Render the listing below as a Markdown table with the columns Row and Listing line. Begin at the line that contains "green grass background", stop after the final line of the listing, number each row, and leave out blank lines.

--- begin ---

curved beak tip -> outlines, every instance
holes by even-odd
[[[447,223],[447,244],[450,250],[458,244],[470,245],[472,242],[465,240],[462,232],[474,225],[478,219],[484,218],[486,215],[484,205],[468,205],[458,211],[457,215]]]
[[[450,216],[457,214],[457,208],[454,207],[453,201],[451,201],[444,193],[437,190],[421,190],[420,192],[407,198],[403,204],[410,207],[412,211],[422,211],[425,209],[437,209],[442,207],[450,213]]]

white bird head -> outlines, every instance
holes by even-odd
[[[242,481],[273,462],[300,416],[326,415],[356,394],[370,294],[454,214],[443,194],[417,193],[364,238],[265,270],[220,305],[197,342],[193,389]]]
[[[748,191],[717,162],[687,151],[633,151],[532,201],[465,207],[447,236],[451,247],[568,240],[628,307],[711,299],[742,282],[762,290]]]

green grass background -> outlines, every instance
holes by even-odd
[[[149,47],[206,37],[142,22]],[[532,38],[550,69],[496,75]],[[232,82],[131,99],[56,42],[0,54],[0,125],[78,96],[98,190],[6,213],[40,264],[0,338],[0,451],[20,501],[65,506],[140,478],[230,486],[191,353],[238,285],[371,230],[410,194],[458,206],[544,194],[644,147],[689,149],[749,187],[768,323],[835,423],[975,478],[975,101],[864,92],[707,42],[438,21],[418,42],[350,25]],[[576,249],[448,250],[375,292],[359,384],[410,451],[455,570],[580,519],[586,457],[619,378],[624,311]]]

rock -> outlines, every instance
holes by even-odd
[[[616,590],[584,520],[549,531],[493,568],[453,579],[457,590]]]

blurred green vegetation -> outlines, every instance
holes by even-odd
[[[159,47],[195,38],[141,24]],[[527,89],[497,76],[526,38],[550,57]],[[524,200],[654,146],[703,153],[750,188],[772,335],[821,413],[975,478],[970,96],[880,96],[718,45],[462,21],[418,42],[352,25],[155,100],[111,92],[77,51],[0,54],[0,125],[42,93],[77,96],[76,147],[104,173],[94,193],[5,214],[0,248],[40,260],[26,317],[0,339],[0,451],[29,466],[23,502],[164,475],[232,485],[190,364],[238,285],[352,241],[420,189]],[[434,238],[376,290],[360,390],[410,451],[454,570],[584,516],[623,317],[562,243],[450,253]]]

--- end ---

◆ Full output:
| Row | Listing line |
|---|---|
| 1 | green grass background -> outlines, every instance |
| 2 | holes by even-odd |
| 3 | [[[149,47],[206,37],[142,22]],[[532,38],[550,69],[496,75]],[[232,82],[131,99],[56,42],[0,54],[0,125],[78,96],[98,190],[6,213],[40,264],[0,338],[0,451],[20,501],[65,506],[140,478],[230,486],[191,353],[238,285],[371,230],[410,194],[458,206],[544,194],[644,147],[689,149],[749,187],[768,323],[835,423],[975,478],[975,101],[864,92],[707,42],[438,21],[418,42],[350,25]],[[576,249],[448,250],[375,292],[359,384],[410,451],[455,570],[580,519],[586,457],[619,378],[624,311]]] |
| 4 | rock -> outlines, every instance |
| 5 | holes by even-odd |
| 6 | [[[616,590],[584,520],[549,531],[493,568],[453,579],[457,590]]] |
| 7 | blurred green vegetation -> outlines, every instance |
| 8 | holes by even-odd |
| 9 | [[[159,47],[195,38],[141,24]],[[527,89],[497,76],[526,38],[550,57]],[[524,200],[654,146],[703,153],[750,188],[772,335],[821,413],[975,478],[970,96],[880,96],[718,45],[462,21],[418,42],[352,25],[155,100],[111,92],[77,51],[0,54],[0,125],[42,93],[77,96],[76,147],[104,173],[94,193],[5,214],[0,248],[40,260],[26,317],[0,339],[0,451],[29,466],[23,502],[164,475],[232,485],[190,364],[238,285],[352,241],[420,189]],[[434,238],[376,290],[360,390],[410,451],[454,570],[584,516],[623,317],[562,243],[450,253]]] |